____ DATASET CONTENT

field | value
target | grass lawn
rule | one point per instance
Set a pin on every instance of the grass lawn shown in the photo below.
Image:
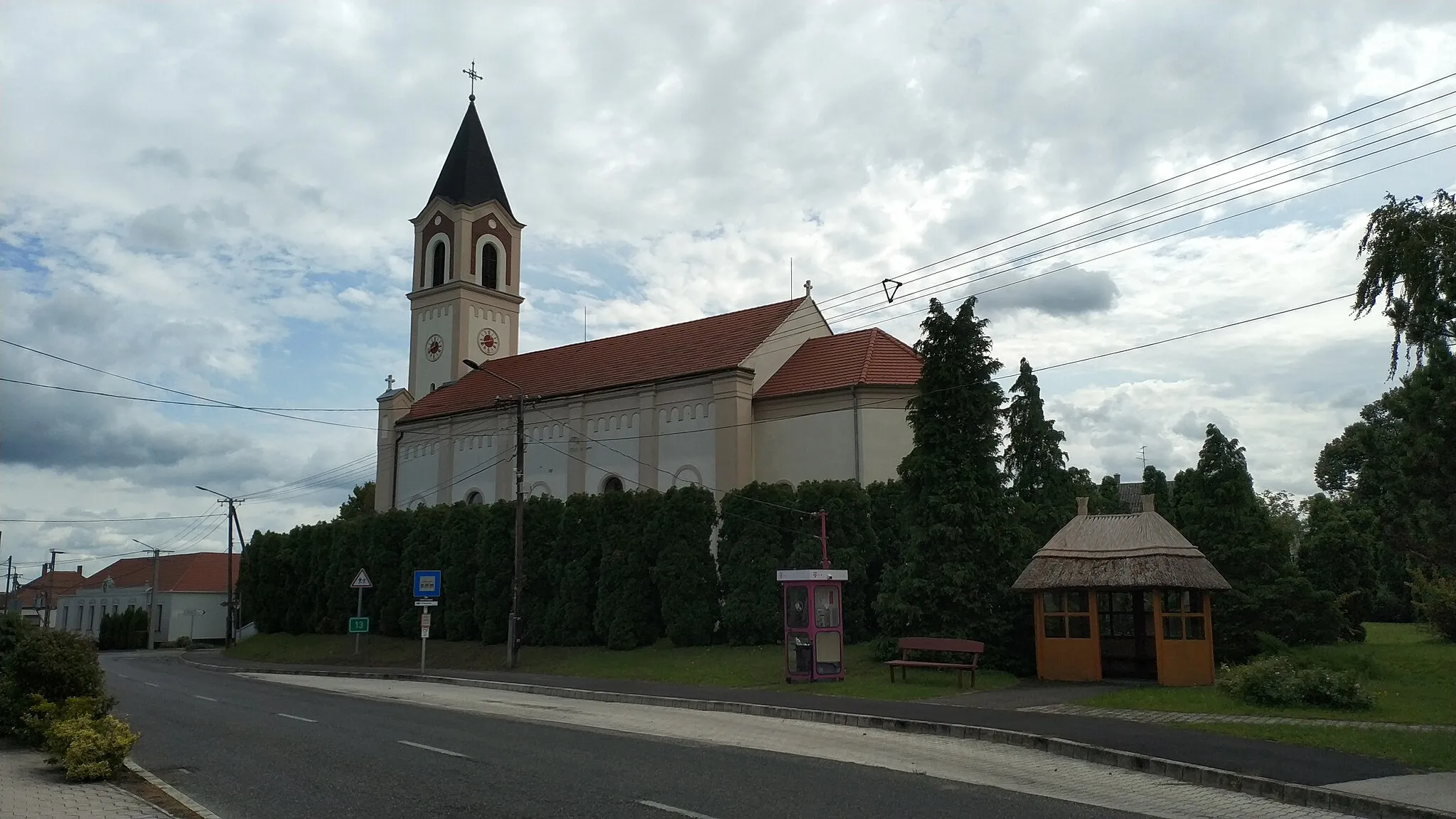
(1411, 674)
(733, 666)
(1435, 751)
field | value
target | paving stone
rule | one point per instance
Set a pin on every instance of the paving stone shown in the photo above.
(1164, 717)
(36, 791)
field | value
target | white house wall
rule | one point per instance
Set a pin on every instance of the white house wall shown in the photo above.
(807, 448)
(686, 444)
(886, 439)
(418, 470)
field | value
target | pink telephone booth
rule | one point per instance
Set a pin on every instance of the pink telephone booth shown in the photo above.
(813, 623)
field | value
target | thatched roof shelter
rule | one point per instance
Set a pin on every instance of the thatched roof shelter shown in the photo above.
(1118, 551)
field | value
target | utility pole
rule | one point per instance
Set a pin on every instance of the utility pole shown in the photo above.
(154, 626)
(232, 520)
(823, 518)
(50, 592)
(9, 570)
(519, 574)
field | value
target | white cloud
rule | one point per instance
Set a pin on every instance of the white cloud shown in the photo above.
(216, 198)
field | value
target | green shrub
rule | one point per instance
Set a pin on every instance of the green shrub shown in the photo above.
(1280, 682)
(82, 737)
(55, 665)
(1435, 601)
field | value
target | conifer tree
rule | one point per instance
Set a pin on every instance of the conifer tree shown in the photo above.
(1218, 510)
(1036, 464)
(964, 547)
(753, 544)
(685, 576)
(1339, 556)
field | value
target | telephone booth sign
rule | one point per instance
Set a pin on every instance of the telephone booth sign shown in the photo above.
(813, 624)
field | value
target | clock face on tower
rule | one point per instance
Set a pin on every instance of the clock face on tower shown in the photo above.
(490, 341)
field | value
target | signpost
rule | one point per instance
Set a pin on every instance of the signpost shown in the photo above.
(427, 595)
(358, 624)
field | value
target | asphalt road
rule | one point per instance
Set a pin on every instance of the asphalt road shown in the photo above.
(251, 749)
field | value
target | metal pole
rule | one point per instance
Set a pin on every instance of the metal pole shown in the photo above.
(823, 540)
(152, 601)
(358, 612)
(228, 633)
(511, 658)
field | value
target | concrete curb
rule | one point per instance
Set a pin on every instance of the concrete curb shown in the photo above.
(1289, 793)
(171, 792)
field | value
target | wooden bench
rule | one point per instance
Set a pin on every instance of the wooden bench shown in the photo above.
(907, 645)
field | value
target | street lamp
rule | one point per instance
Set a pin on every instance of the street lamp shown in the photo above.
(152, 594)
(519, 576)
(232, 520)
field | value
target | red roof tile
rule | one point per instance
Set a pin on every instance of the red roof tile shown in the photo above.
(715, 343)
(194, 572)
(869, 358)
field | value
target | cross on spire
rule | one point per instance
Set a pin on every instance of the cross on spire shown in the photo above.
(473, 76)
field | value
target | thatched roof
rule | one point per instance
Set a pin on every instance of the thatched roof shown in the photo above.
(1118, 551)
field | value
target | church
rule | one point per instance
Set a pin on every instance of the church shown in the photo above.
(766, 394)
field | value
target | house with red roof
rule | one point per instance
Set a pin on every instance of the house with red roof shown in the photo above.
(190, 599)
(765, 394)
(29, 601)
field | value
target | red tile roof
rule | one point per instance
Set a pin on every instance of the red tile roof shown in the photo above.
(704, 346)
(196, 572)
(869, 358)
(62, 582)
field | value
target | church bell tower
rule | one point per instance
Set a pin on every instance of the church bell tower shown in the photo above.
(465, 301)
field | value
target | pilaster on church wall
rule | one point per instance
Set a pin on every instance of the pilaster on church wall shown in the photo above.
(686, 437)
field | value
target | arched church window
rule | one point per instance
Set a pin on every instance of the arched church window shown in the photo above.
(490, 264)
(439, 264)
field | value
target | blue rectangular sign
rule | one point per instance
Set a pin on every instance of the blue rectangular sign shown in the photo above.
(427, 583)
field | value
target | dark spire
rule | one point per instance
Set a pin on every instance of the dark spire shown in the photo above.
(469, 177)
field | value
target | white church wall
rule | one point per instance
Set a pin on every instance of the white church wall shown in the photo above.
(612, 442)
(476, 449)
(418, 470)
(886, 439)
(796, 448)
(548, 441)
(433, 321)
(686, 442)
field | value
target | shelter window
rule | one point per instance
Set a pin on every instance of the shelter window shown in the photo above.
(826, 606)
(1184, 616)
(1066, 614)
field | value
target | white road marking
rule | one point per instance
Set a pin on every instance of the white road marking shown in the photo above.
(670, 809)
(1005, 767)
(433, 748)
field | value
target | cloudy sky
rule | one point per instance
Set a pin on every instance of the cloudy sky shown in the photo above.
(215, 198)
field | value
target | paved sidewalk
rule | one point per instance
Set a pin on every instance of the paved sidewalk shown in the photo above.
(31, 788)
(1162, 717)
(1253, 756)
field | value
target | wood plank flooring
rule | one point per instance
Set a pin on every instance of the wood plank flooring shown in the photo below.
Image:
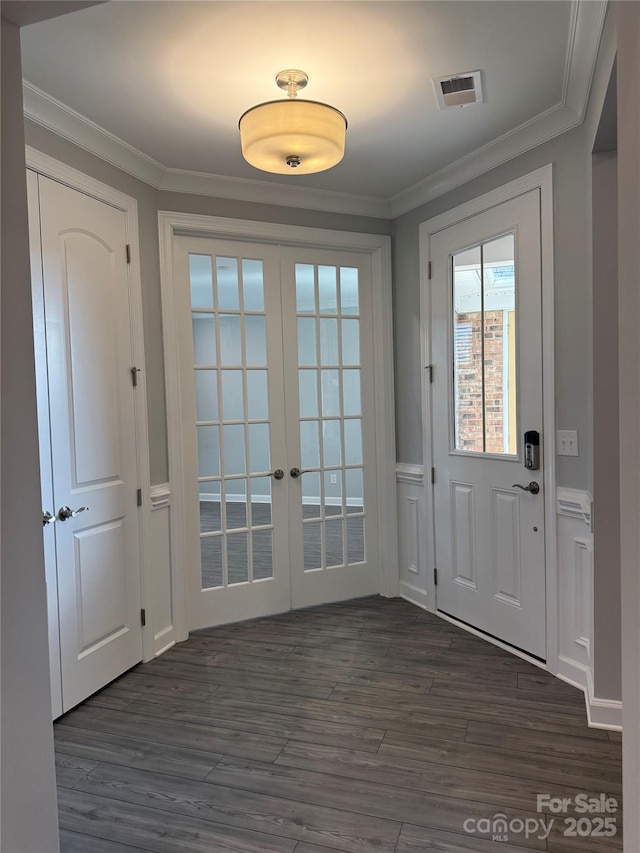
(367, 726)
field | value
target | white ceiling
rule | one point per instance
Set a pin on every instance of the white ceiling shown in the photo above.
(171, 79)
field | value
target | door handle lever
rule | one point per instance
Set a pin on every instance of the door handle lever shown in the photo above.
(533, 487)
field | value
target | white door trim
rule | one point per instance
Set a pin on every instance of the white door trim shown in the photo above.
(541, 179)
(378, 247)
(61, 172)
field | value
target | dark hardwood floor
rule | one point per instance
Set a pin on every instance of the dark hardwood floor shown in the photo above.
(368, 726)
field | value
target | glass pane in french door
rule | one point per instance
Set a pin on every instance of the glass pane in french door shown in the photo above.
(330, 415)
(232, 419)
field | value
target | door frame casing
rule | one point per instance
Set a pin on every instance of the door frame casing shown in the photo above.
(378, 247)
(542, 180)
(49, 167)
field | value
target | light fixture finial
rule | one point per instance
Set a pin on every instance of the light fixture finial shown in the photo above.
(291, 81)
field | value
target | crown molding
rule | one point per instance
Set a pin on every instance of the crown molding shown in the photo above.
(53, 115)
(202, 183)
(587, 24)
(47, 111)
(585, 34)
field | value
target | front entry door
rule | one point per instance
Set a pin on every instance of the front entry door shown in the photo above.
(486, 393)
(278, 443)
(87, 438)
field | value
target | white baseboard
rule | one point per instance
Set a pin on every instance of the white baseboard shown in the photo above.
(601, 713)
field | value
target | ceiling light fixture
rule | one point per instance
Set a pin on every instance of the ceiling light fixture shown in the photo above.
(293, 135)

________

◆ STATED PROBLEM:
Could you reproduce every record above exactly, leaving out the pictures?

◆ RESULT:
field | value
target | grass lawn
rule | one point per instance
Set a pin on every instance of the grass lawn shown in the photo below.
Image:
(1411, 674)
(733, 666)
(1435, 751)
field | value
target | paving stone
rule | one point per instance
Set a pin on every instance of the paving stone shown in the photo above.
(1164, 717)
(36, 791)
field | value
target | white house wall
rule | one point per instance
Set a pin on every instance of the white house wall shown in the photo above.
(807, 448)
(686, 444)
(886, 439)
(418, 470)
field | value
target | pink telephone booth
rule | one point per instance
Set a pin on every instance of the pink telephone booth shown in the photo above.
(813, 623)
field | value
target | thatched roof shelter
rule | one point per instance
Set a pin on every instance of the thatched roof shelter shown in the photo above.
(1118, 551)
field | value
target | utility pole
rule | one point per instance
Set a pin on every instance of the utility pole shown in the photo above.
(154, 626)
(232, 520)
(823, 518)
(50, 592)
(9, 570)
(519, 574)
field | value
target | white cloud
rule | one point per instance
Set a pin on every instance of the white cloud shown in the photo above.
(216, 198)
field | value
target | green shrub
rule | one point per instance
Set a pin on every instance of the green shrub shown in the photo above.
(1280, 682)
(82, 737)
(55, 665)
(1435, 601)
field | value
target | conifer tree
rule | one point per instance
Set a pin on every instance of the conifer tree shown in the photo above.
(1218, 510)
(1036, 464)
(964, 547)
(753, 544)
(685, 576)
(1339, 556)
field | value
target | telephone booth sign
rule | one point per instance
Set a pin on every instance of the telephone booth sign shown in the photo above.
(813, 624)
field | value
target | clock face on tower
rule | one point per instance
Set a pin on every instance of the clock face on tower shown in the photo above.
(490, 341)
field | value
target | signpost
rule | one point per instance
Set a pin on every instance of the signpost shown in the photo above.
(427, 595)
(358, 624)
field | value
target | asphalt road
rule | one point per instance
Set a pin on every instance of the asphalt road shown in the photo above.
(251, 749)
field | value
target | metal pole
rule | one point per instance
Set a pin on every instance of the metal pole shown in the photo above.
(823, 540)
(152, 601)
(358, 612)
(228, 633)
(511, 658)
field | value
target | concrete curb
rule | one point per instance
Set a pin on every instance of the concrete curb shown in the photo above.
(1289, 793)
(171, 792)
field | value
target | wooden bench
rule | one point per instance
Set a pin on every instance of the wooden bench shown in the photo above.
(907, 645)
field | value
target | street lamp
rule | one point per instance
Set a pin on every instance of the street lamp shown in the photo above.
(152, 594)
(519, 576)
(232, 520)
field | value
target | red roof tile
rule | one point per instance
Set a pin on every instance of the red roof tile shown in the photo above.
(715, 343)
(194, 572)
(869, 358)
field | value
target | cross on spire
rule | one point per instance
Set a pin on every instance of the cross on spire shown in the photo above.
(473, 76)
field | value
target | thatched roof
rule | one point per instance
Set a pin on every instance of the thatched roof shown in the photo above.
(1118, 551)
field | value
target | church
rule | one point per instance
Set a pin on every instance of the church shown in the photo above.
(766, 394)
field | value
target | house with red roof
rule | one point per instance
Set a pin on every instance of the house with red roof shown in the photo above.
(190, 599)
(765, 394)
(29, 601)
field | value
target | red tile roof
rule | one point per instance
Set a pin on every instance of the red tile roof shown in the photo above.
(704, 346)
(196, 572)
(869, 358)
(62, 582)
field | value
target | church bell tower
rule | one point per instance
Set a pin on every instance of the church bell tower shown in the photo above.
(465, 301)
field | value
target | pilaster on church wall
rule | one point per instance
Set a pin on every instance of the pilaster on church wall shown in the photo above.
(686, 437)
field | value
target | arched church window
rule | one point per instance
Set a pin on every instance of the arched church window shown in the photo above.
(490, 264)
(439, 264)
field | value
target | blue rectangular sign
rule | one point per instance
Set a pin on every instance of the blue rectangular sign shown in the photo above.
(427, 583)
field | value
target | dark spire
rule | one point per instance
Set a pin on every instance of the dark spire shown in the photo above.
(469, 177)
field | value
target | white church wall
rule | one point per instance
Set a pin on every instance of the white church wall shown in the photo above.
(612, 442)
(476, 449)
(418, 470)
(886, 439)
(796, 448)
(548, 441)
(433, 321)
(686, 442)
field | value
target | shelter window
rule | one point per instance
Set a pin on every instance of the shelter window shown in the photo above.
(826, 606)
(1184, 616)
(1066, 614)
field | value
target | white road marking
rule | one point per instance
Set a pin on every instance of the white road marking shown in the photo above.
(670, 809)
(1005, 767)
(433, 748)
field | value
target | cloudy sky
rule | one point per instance
Set a pin on every instance of the cloudy sky shown in the photo above.
(215, 198)
field | value
target | paved sidewalk
rule | one point per instance
Set a pin on every instance of the paved sidewalk shown in the photo above.
(31, 788)
(1162, 717)
(1253, 756)
field | value
target | wood plank flooring
rule | one point per instance
Set a pin on every instance of the wood plank flooring shown in the photo below.
Image:
(367, 726)
field | value
target | white ceiling
rule | one point per instance
Set a pin on every instance of the white ceiling shown in the photo above.
(171, 79)
field | value
target | door handle lever
rule | one point per instance
Set a pin on every instance of the door handle lever shown in the photo above.
(533, 487)
field | value
target | white door trim
rule | one point per instance
Set a pin on every instance of the white door trim shown in the photo above.
(541, 179)
(378, 247)
(61, 172)
field | value
target | dark hardwood floor
rule | one point per instance
Set a pin on every instance of the dark hardwood floor shown in the photo above.
(368, 726)
field | value
target | glass pane in french door
rule | one point per instance
Set a pin on every instance of the glass pane in french door shown in the photo above.
(330, 415)
(232, 419)
field | value
target | door frame casing
rule | one point per instance
Set a pin on every instance of the door frame casing shown in the photo above.
(378, 247)
(542, 180)
(49, 167)
field | value
target | light fixture finial
rule | one point per instance
Set a pin on every instance of the light fixture finial shown in the photo above.
(291, 81)
field | value
target | crown molding
rule | one point per instance
Set a pin on every instance of the crown molding shown in the photo above.
(53, 115)
(202, 183)
(587, 24)
(47, 111)
(585, 34)
field | value
target | front entry door
rule | one point per instance
Set a pin on every instance of the front entry door shown in the photo above.
(486, 393)
(278, 443)
(87, 438)
field | value
target | white baseboard
rule | one point per instance
Set a pin on every instance of the white baseboard shown in the photo above.
(601, 713)
field | value
target | ceiling light fixture
rule | one point per instance
Set a pin on every instance of the ceiling light fixture shown in the photo above.
(293, 135)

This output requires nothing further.